##### Supplied information

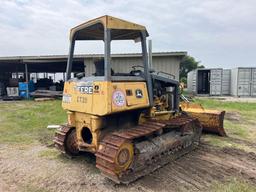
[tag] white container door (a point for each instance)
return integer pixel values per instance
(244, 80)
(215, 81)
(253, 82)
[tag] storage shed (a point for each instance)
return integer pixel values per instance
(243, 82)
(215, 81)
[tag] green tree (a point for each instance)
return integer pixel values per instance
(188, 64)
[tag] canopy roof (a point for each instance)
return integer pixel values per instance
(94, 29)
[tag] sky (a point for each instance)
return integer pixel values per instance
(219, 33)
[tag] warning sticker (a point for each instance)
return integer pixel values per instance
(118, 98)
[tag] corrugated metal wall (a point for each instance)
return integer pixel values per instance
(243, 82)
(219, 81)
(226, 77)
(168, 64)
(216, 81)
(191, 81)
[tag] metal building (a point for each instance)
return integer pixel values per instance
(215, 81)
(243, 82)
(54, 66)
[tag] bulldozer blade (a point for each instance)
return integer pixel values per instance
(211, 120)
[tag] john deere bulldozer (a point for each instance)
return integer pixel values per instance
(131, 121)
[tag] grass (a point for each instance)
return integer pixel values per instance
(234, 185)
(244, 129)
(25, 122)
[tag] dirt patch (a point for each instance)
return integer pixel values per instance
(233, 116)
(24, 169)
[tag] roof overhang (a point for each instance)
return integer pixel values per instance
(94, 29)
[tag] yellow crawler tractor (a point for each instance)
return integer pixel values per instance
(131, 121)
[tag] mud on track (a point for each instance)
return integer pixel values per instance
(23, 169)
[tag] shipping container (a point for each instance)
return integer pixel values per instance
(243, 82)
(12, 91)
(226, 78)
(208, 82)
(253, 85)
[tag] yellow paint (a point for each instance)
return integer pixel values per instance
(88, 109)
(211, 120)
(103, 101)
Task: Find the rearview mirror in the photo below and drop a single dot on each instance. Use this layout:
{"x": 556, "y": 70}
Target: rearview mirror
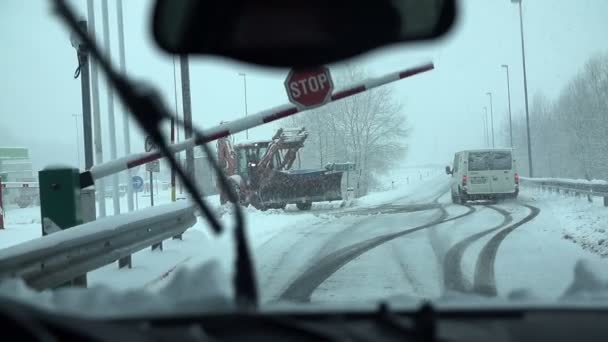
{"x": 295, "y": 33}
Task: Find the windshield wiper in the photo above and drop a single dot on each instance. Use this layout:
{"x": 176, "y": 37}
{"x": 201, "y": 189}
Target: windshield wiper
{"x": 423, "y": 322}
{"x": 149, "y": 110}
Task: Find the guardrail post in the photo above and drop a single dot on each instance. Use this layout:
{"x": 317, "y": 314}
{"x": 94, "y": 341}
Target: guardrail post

##########

→ **Your assignment**
In the entries above, some lines hold the string "post". Copy each of them.

→ **Result**
Task: Find the guardrail post in the photo above and drop a single dot on each instance. Use this layout:
Target: guardrail post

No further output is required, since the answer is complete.